**Document text:**
***

Core Concept Biodiversity Published: June 15, 2023

Barn Owls Can Decrease Pesticide Use


Rodents are a danger to farmers because they damage farm crops. For the last 100 years, chemical pesticides have been used to kill rodents, but these chemicals harm the ecosystem, humans, and all sorts of wildlife, including migratory birds. Barn owls may be a solution! These nocturnal birds of prey are common over most of the world and can act as biological pest-control agents. Barn owls nest near and in farm fields and specialize in hunting rodents—a pair of barn owls eliminates 2,000–6,000 rodents per year. A project using barn owls for rodent control began in Israel in 1983, with the placement of 14 nesting boxes. Today, there are about 5,000 nesting boxes throughout Israel, and the use of harmful pesticides has decreased by more than 50%. Several other countries have also joined, or plan to join, the project. This project is a unique method that promotes a healthier environment and can connect nations, farmers, researchers, and conservationists.

***

**Given records:**
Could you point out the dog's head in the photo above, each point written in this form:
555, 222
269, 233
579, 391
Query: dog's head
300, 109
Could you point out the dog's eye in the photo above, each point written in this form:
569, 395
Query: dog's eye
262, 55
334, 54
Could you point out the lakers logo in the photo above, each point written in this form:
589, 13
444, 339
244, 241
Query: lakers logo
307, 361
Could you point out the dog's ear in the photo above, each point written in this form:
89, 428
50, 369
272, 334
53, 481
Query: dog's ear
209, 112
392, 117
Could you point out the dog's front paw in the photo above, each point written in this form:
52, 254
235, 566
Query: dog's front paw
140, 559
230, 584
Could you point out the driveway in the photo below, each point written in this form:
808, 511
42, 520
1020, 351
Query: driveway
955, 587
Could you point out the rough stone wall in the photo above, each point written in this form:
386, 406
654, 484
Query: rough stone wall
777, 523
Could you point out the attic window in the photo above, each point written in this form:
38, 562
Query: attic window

***

**Things to do:**
A) In the article on barn owls, how many nesting boxes were put in place when the rodent-control project in Israel began in 1983?
B) List every group that the barn owl article says the project can connect.

**Per-task answers:**
A) 14

B) Nations, farmers, researchers, and conservationists.